(Image point grounding data)
<<<<
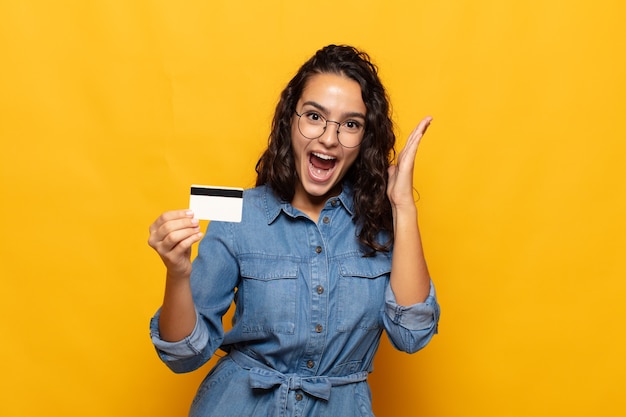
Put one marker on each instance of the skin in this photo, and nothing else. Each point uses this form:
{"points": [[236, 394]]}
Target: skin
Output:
{"points": [[174, 233], [336, 98]]}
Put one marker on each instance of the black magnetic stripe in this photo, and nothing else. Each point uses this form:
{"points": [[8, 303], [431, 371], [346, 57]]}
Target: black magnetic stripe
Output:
{"points": [[216, 192]]}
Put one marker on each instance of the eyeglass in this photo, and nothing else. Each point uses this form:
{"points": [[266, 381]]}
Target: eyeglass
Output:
{"points": [[312, 125]]}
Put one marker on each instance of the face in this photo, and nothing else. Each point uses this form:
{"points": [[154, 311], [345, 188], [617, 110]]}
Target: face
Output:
{"points": [[322, 163]]}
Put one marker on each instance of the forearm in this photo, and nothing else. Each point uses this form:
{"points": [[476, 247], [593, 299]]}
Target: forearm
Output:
{"points": [[410, 280], [178, 314]]}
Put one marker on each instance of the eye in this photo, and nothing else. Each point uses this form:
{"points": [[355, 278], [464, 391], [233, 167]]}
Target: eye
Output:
{"points": [[313, 117], [352, 125]]}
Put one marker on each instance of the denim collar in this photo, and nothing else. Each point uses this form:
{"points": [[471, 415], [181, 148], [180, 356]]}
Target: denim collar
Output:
{"points": [[274, 205]]}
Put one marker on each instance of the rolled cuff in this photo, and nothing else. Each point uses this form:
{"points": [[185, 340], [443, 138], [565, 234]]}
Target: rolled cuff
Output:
{"points": [[418, 316], [190, 346]]}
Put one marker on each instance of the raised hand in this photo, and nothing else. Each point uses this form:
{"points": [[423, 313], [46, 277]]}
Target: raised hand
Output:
{"points": [[400, 183]]}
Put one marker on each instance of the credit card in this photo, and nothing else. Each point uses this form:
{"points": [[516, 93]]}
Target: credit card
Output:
{"points": [[216, 203]]}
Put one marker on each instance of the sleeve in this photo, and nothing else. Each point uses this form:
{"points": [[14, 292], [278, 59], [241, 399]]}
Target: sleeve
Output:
{"points": [[410, 328], [214, 277]]}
>>>>
__Try it__.
With the pictures left aside, set down each entry above exactly as it stands.

__Result of this task__.
Put one marker on each instance of the skin in this photo, and nothing else. Each point uses this form:
{"points": [[236, 394]]}
Target: skin
Output:
{"points": [[174, 233], [336, 98]]}
Put one marker on each instance of the black magnetic stripe in this photo, and nothing else. Each point uses this form:
{"points": [[8, 303], [431, 371], [346, 57]]}
Target: black magnetic stripe
Output:
{"points": [[216, 192]]}
Put one marker on each instance of the eyeglass in this photo, and nothing else. Each point uses this form:
{"points": [[266, 381]]}
Target: eyeglass
Output:
{"points": [[312, 125]]}
Put one marker on each instance of the face in this photo, and nothing else. Each point uses this form:
{"points": [[154, 311], [345, 188], [617, 110]]}
Target: face
Output:
{"points": [[322, 163]]}
Put one marker on each instance of the forearm in this photo, and nothing else. Each point uses this form:
{"points": [[476, 247], [593, 299]]}
Target: forearm
Output:
{"points": [[410, 280], [178, 314]]}
Put one marker on each instance of the eye in this photo, and nothing else. Each point uses this form:
{"points": [[355, 278], [464, 391], [233, 167]]}
Target: eye
Output:
{"points": [[313, 117], [352, 125]]}
Put one marker on each instance of the denim collar in this photo, and nothing else. Each point uses this form:
{"points": [[471, 415], [181, 148], [180, 356]]}
Target: denim collar
Output:
{"points": [[274, 205]]}
Put one marker on each instance of the rolled cuff in this photo, and nothing else. Each point uses this form:
{"points": [[185, 340], [443, 138], [565, 234]]}
Target: rolled cuff
Output:
{"points": [[418, 316], [190, 346]]}
Put one marker on each instance of the raised hand in this photo, and nothing else. Each point uses this form:
{"points": [[423, 313], [46, 277]]}
Target: raised hand
Output:
{"points": [[400, 183]]}
Put one marker on each instance of the credit card in this photo, and nothing else. Each point uses this form:
{"points": [[516, 93]]}
Target: credit card
Output:
{"points": [[216, 203]]}
Put one marker on each instance of the sleeve in this photo, and nothing else. Each point uses this form:
{"points": [[14, 292], [278, 59], [241, 399]]}
Target: sleeve
Output:
{"points": [[410, 328], [214, 277]]}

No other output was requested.